Could you copy each of the lines that follow word for word, in the same order and with nothing changed?

-- Begin DATA TO PROCESS --

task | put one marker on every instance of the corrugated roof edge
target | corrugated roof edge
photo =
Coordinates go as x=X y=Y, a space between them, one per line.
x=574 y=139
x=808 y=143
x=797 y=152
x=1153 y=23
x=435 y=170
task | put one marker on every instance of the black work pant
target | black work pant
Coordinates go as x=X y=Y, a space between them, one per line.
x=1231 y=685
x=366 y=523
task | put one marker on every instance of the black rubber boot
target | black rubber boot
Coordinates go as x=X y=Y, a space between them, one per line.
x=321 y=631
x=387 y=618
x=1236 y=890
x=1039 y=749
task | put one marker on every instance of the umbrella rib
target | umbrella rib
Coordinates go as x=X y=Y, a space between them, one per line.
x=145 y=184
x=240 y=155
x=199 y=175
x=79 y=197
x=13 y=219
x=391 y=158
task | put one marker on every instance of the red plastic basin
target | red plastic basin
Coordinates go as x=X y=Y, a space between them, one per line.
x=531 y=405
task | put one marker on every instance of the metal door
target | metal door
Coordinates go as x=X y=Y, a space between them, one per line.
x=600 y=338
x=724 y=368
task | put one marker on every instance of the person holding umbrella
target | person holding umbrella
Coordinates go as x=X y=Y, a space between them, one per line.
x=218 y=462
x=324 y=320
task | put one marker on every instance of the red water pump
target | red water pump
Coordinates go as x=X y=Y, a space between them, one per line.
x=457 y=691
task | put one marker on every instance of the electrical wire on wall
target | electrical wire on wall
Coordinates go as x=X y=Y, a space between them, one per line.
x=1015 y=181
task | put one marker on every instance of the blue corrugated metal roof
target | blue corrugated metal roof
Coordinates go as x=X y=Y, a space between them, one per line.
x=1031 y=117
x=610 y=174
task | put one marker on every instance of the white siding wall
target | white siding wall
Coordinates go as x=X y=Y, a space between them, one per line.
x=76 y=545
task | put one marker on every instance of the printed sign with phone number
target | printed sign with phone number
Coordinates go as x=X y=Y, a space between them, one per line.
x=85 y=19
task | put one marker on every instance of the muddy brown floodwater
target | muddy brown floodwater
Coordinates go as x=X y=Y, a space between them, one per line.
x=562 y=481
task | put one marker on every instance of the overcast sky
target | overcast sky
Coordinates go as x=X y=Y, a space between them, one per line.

-- End DATA TO PROCESS --

• **EXERCISE OUTPUT**
task | put one marker on every instance of the corrugated roof edge
target | corrugated roof edge
photo =
Coordinates go as x=X y=Y, a space between them, one per line.
x=574 y=139
x=808 y=143
x=797 y=152
x=1153 y=23
x=435 y=170
task | put one marker on every instance of the black work pant
target | black work pant
Coordinates go as x=X y=Y, a space between them, one per line.
x=1231 y=685
x=366 y=523
task | put one marker on every instance of the black rubber boot
target | black rubber boot
Coordinates go as x=X y=Y, a space between them, one per line.
x=321 y=631
x=387 y=618
x=1236 y=890
x=1039 y=749
task | put one marker on every instance of the umbrella rib
target | umbrella rib
Coordinates go as x=X y=Y, a space between them, one per line.
x=145 y=184
x=240 y=155
x=199 y=175
x=79 y=197
x=13 y=219
x=391 y=158
task | put one marker on every instance of the red plastic basin
target | red plastic basin
Coordinates go as x=X y=Y, a space between them, one per line.
x=531 y=405
task | put one marker on every instance of the metal door
target | metal door
Coordinates go as x=X y=Y, a space between them, one per line.
x=600 y=338
x=724 y=368
task | put one marker on every instance of the person holding umbrella
target | person holding umbrella
Coordinates go as x=X y=Y, a space between them, one per line.
x=218 y=462
x=324 y=320
task | put one marker on every instance of the red water pump
target | red water pump
Coordinates go as x=X y=Y, a space between them, one per line.
x=457 y=691
task | put one marker on every instance of the electrical wire on wall
target | electrical wire on wall
Coordinates go as x=X y=Y, a space between them, one per line.
x=1015 y=181
task | put one marker on every instance of the blue corrugated metal roof
target | blue corrugated metal roof
Coordinates go as x=X y=Y, a space between them, one per line.
x=1031 y=117
x=610 y=174
task | put one marker on every instance of the white siding wall
target | white siding wall
Coordinates go as x=X y=Y, a space between them, one per line.
x=76 y=545
task | put one marker on every instance of the printed sign with phone number
target | printed sign with phone number
Coordinates go as x=X y=Y, a space between them, one per line.
x=85 y=19
task | put one marker on every instance of the muddy brown floodwater
target | muddy brown floodwater
Coordinates go as x=X y=Y, a space between them, one per line.
x=562 y=481
task | put one marker on every instance of the overcast sky
target | overcast sky
Coordinates go as x=X y=Y, a space between them, one per line.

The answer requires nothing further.